## LES CONSIGNES
- A) Résumez le texte proposé en deux phrases.
- B) Relevez toutes les lignes des enregistrements qui contiennent la chaîne "shorts", en tenant compte de la casse.

╭─ TEXTE PROPOSÉ

De sa petite enfance en Savoie au combat contre l'occupant à Paris et à Lyon par toutes sortes de moyens, y compris les plus improbables, de son adhésion au PCF en 1941 aux procès staliniens qui ont secoué les convictions politiques de nombre de "camarades" juste après guerre,
Jacques-Francis ROLLAND parvient à tasser une tranche de vie fichtrement dense dans ces près de 700 pages allant du début des années 20 vers le milieu des années 50.
Son récit s'interrompt avant son exclusion du PCF en 1956 et son entrée à la rédaction de France Observateur où il passera trois ans, tout en poursuivant sa carrière d'enseignant.
Il assume tout, dans un bel élan d'une sincérité franchement agréable, même si parfois elle est difficile à encaisser (son stalinisme "pur et dur" en pleins procès staliniens en Hongrie et en Bulgarie !).

╰─
╭─ DONNÉES À TRAITER

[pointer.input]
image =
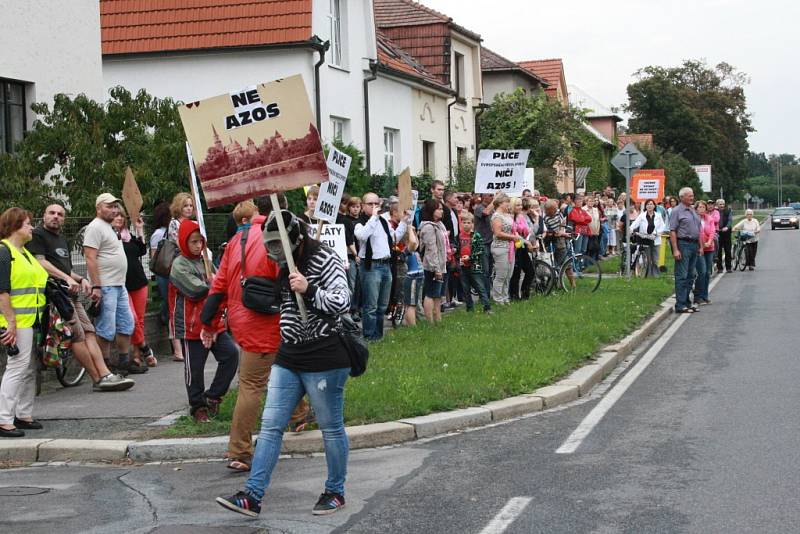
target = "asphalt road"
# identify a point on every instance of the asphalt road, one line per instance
(704, 441)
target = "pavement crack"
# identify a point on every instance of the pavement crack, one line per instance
(150, 505)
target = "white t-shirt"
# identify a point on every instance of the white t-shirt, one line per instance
(112, 264)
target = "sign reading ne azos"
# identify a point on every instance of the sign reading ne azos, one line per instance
(330, 192)
(501, 171)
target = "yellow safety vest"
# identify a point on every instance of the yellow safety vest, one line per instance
(28, 280)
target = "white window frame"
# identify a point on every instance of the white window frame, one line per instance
(338, 55)
(391, 150)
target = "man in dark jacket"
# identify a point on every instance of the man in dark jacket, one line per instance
(725, 227)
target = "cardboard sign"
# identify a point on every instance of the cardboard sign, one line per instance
(501, 171)
(131, 196)
(330, 192)
(333, 236)
(648, 185)
(259, 140)
(704, 174)
(404, 191)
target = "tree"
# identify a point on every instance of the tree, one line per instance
(697, 112)
(533, 121)
(80, 148)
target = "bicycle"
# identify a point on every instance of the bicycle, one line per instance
(579, 273)
(739, 257)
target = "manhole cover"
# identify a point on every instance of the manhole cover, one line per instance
(22, 491)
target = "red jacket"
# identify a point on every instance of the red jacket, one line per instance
(188, 289)
(253, 331)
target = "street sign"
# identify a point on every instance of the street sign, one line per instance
(622, 162)
(628, 160)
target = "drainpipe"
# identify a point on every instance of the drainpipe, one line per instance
(320, 47)
(480, 109)
(373, 69)
(450, 140)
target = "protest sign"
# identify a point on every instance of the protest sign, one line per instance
(648, 185)
(131, 196)
(501, 171)
(261, 139)
(333, 236)
(404, 191)
(704, 174)
(330, 192)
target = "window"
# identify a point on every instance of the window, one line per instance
(428, 166)
(458, 74)
(340, 129)
(12, 114)
(337, 34)
(391, 149)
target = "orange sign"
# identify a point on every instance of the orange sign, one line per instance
(648, 184)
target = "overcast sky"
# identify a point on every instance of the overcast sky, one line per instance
(603, 43)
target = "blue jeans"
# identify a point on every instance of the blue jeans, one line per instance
(685, 273)
(705, 263)
(325, 390)
(376, 286)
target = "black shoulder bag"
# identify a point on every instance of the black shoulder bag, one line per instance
(260, 294)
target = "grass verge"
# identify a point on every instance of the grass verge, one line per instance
(471, 359)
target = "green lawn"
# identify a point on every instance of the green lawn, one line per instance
(471, 359)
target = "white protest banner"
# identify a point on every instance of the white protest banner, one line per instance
(501, 171)
(704, 173)
(333, 236)
(330, 192)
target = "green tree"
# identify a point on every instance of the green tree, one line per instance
(697, 112)
(80, 148)
(533, 121)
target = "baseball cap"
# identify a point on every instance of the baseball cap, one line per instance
(105, 198)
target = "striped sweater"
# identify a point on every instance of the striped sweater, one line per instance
(327, 297)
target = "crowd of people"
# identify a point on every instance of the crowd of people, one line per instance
(242, 306)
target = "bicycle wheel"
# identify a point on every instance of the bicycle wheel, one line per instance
(588, 278)
(544, 277)
(70, 373)
(641, 265)
(740, 259)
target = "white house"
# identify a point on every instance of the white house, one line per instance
(46, 50)
(218, 47)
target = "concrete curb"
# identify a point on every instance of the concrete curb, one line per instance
(578, 384)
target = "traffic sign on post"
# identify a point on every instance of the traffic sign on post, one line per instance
(628, 160)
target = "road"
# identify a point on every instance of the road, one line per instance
(703, 441)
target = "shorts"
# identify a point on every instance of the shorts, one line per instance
(80, 323)
(115, 314)
(432, 288)
(412, 288)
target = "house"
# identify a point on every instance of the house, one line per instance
(451, 54)
(46, 50)
(217, 47)
(413, 129)
(501, 75)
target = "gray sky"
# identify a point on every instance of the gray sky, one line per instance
(603, 43)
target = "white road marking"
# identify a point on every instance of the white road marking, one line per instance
(513, 508)
(594, 417)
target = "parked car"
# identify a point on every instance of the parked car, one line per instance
(784, 217)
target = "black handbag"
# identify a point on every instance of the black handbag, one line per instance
(260, 294)
(355, 344)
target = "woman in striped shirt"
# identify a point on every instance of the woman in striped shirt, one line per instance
(311, 360)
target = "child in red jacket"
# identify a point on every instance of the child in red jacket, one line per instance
(188, 289)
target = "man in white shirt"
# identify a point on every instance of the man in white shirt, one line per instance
(107, 266)
(376, 239)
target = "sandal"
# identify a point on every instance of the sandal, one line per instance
(238, 465)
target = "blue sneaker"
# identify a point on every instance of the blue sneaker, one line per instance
(242, 502)
(328, 503)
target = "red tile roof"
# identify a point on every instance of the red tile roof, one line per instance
(136, 26)
(552, 70)
(393, 58)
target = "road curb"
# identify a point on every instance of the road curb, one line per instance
(578, 383)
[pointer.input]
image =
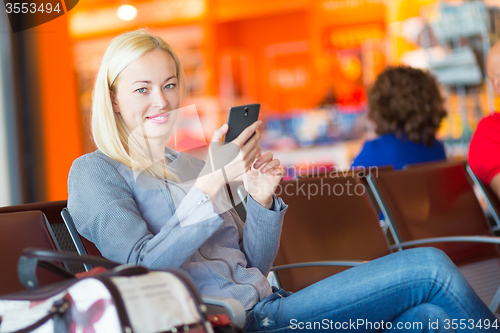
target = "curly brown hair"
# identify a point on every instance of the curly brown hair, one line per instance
(406, 101)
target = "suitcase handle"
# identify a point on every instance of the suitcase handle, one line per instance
(31, 258)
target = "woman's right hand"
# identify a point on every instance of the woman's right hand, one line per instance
(225, 162)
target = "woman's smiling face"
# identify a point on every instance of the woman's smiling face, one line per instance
(146, 94)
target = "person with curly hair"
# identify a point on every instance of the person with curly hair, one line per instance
(406, 106)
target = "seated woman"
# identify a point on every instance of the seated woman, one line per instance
(142, 203)
(407, 108)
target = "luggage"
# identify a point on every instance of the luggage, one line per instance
(126, 299)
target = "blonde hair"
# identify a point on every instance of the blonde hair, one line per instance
(109, 131)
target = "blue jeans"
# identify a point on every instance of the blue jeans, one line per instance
(418, 290)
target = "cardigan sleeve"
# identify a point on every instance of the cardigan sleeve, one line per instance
(105, 212)
(262, 233)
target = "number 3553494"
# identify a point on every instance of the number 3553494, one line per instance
(26, 7)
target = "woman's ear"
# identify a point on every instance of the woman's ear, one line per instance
(115, 105)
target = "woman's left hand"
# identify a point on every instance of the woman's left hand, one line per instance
(262, 179)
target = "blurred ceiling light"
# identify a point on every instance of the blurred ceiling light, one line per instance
(126, 12)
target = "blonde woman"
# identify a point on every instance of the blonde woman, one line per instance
(143, 203)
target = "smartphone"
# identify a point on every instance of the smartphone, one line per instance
(240, 117)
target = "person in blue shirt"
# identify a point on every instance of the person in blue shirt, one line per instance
(406, 106)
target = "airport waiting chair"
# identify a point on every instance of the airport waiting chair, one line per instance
(18, 231)
(434, 204)
(330, 226)
(52, 211)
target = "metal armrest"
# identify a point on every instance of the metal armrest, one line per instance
(473, 239)
(319, 263)
(457, 239)
(228, 306)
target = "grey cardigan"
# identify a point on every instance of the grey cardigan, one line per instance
(141, 220)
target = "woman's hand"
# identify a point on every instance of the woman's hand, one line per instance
(262, 179)
(225, 162)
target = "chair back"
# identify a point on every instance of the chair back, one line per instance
(327, 219)
(491, 197)
(434, 200)
(18, 231)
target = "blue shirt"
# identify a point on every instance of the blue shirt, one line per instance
(390, 150)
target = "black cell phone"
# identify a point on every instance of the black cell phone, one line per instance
(240, 117)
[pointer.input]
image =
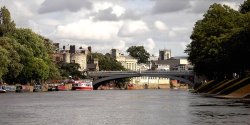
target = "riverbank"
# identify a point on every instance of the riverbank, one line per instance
(238, 88)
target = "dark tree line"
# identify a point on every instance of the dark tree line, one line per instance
(220, 42)
(24, 55)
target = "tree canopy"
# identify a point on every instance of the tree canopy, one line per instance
(139, 53)
(24, 54)
(219, 44)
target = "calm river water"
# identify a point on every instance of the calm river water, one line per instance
(120, 107)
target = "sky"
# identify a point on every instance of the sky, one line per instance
(114, 24)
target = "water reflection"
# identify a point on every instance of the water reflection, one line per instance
(123, 107)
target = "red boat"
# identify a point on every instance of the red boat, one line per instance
(82, 85)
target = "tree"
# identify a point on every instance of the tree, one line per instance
(7, 25)
(207, 50)
(245, 7)
(139, 53)
(25, 55)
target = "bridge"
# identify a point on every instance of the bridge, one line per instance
(183, 75)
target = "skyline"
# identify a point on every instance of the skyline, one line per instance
(118, 24)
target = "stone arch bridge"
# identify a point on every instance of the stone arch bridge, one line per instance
(186, 76)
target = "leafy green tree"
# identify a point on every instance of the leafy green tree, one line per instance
(207, 51)
(7, 25)
(245, 7)
(25, 55)
(4, 62)
(139, 53)
(14, 67)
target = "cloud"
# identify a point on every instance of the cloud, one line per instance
(133, 28)
(165, 6)
(59, 5)
(149, 45)
(107, 11)
(87, 29)
(106, 15)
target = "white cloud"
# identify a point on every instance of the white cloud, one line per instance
(150, 45)
(118, 10)
(160, 25)
(106, 24)
(133, 28)
(87, 29)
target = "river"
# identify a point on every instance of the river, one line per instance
(120, 107)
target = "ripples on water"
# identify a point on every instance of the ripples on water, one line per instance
(120, 107)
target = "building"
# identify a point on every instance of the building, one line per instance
(175, 63)
(127, 62)
(164, 54)
(71, 55)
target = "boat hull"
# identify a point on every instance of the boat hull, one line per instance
(82, 88)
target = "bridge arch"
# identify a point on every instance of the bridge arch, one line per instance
(99, 82)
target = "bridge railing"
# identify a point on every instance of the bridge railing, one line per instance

╰─

## CORRIGÉ
- A) En près de 700 pages, Jacques-Francis Rolland retrace sa vie du début des années 20 au milieu des années 50 : son enfance en Savoie, son combat contre l'occupant à Paris et à Lyon, son adhésion au PCF en 1941 et les procès staliniens d'après-guerre. Son récit s'arrête avant son exclusion du PCF en 1956, et il y assume tout avec une sincérité agréable, même si elle est parfois difficile à encaisser.

- B)
target = "shorts"
# identify a point on every instance of the shorts, one line per instance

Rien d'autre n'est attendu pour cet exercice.